--- Begin DATA SECTION ---

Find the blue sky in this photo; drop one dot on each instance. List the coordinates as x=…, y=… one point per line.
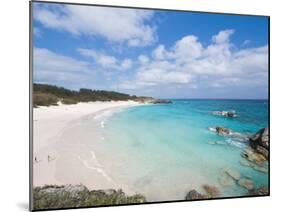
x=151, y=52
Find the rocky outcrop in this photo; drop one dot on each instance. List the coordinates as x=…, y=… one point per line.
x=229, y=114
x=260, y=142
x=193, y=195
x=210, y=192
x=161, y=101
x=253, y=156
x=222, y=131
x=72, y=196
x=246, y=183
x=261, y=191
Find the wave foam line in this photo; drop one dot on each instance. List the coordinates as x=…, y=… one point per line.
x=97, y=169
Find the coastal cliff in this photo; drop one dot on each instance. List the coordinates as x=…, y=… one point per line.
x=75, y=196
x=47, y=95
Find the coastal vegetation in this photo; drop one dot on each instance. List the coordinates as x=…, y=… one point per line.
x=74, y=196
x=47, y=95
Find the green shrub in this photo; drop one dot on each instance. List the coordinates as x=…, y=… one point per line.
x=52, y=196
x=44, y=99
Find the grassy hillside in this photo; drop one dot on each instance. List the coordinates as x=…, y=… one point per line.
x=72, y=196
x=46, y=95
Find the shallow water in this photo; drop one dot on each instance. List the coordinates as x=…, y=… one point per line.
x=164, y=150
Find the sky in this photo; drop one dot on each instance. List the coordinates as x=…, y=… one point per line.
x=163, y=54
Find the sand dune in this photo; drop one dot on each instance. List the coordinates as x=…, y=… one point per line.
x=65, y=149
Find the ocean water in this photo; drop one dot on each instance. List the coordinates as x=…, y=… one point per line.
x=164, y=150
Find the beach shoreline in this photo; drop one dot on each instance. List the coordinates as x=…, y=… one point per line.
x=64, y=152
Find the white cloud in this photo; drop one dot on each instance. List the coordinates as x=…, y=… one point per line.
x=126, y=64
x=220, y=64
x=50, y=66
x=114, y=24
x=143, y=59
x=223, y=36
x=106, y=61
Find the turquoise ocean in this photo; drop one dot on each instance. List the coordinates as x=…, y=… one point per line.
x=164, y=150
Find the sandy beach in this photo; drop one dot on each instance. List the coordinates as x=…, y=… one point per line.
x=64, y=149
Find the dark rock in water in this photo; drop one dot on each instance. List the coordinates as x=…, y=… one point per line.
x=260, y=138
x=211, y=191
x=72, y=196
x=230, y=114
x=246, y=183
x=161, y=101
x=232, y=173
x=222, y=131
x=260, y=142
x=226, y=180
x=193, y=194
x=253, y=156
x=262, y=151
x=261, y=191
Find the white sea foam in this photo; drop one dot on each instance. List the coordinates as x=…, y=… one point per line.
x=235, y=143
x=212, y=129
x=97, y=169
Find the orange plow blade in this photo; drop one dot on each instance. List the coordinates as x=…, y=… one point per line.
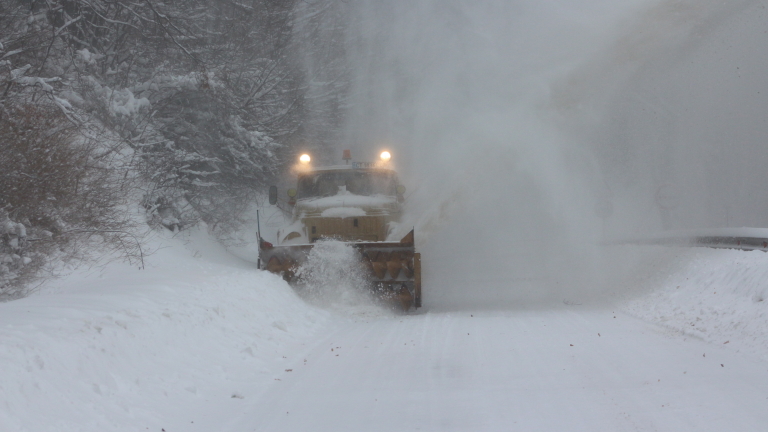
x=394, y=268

--- End DATA SECTION ---
--- Begin DATA SECTION ---

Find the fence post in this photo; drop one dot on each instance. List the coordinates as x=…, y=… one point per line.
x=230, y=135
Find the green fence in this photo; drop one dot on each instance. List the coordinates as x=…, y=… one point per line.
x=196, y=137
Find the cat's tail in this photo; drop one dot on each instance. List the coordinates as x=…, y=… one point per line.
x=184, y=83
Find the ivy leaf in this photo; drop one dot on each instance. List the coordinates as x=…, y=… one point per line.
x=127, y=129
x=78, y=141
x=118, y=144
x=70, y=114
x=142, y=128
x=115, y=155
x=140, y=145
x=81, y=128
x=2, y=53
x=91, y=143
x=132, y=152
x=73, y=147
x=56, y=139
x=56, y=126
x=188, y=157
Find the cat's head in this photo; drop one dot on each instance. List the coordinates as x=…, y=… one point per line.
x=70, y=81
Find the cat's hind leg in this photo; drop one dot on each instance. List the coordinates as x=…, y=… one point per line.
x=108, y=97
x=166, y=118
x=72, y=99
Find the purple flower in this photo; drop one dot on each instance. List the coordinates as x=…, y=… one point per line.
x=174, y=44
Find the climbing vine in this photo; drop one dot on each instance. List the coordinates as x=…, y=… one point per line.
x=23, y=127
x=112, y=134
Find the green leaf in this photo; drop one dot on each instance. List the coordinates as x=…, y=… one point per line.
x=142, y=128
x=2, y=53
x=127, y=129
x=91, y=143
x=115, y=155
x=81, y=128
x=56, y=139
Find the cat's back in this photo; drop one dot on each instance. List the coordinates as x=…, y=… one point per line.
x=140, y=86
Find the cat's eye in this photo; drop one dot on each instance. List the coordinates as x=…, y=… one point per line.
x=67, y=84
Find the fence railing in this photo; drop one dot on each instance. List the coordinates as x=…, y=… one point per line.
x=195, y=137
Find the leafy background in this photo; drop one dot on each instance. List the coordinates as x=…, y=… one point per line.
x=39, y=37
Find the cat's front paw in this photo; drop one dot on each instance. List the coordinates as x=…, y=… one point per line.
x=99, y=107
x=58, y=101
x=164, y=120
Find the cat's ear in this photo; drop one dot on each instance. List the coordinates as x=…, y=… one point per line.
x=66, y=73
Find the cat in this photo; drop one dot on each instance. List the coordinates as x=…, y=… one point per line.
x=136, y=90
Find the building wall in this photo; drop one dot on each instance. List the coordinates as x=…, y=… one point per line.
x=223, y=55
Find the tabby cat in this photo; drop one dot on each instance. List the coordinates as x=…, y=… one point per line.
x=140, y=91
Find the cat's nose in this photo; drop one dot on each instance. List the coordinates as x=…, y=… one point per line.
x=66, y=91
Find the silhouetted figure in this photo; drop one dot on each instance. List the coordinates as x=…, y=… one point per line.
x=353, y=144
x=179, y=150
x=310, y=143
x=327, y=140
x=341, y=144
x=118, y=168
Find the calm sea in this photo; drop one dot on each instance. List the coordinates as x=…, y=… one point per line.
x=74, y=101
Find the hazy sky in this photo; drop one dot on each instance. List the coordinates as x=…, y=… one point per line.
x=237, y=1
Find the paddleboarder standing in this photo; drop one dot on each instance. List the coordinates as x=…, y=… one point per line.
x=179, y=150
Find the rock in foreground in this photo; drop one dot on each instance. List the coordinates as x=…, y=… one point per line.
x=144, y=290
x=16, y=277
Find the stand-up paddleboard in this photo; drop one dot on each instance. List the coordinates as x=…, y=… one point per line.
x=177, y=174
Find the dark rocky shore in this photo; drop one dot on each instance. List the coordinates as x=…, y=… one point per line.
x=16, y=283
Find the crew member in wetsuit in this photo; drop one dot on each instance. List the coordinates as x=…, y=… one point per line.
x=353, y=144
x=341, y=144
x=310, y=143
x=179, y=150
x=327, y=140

--- End DATA SECTION ---

■ **AIM OF THE EXERCISE**: Recast the lines above as a JSON list of strings, one string per line and no blank lines, starting at the line that contains "Find the cat's eye" and ending at the line that contains "x=140, y=91", both included.

■ **THE SOLUTION**:
[
  "Find the cat's eye in this photo; drop one dot on each instance. List the coordinates as x=…, y=… one point per line.",
  "x=67, y=84",
  "Find the fence railing in this photo; drop one dot on each instance. List the coordinates as x=…, y=… one point per line.",
  "x=195, y=137",
  "Find the leafy background in this photo; drop one dot on each instance. List the coordinates as x=…, y=… one point per line.",
  "x=39, y=37",
  "Find the cat's front paw in this photo; drop one dot on each instance. List the coordinates as x=…, y=… one point per line.",
  "x=99, y=107",
  "x=58, y=101",
  "x=164, y=120",
  "Find the cat's ear in this photo; drop one dot on each instance. List the coordinates as x=…, y=… one point per line.",
  "x=66, y=73",
  "Find the cat in this photo; drop one dot on each instance. List the coordinates as x=…, y=… one point per line.",
  "x=136, y=90",
  "Find the building wall in this photo; drop one dot on each instance. List the coordinates as x=…, y=… one point per line.",
  "x=223, y=55",
  "Find the tabby cat in this photo; drop one dot on each instance. List the coordinates as x=…, y=… one point per line.",
  "x=140, y=91"
]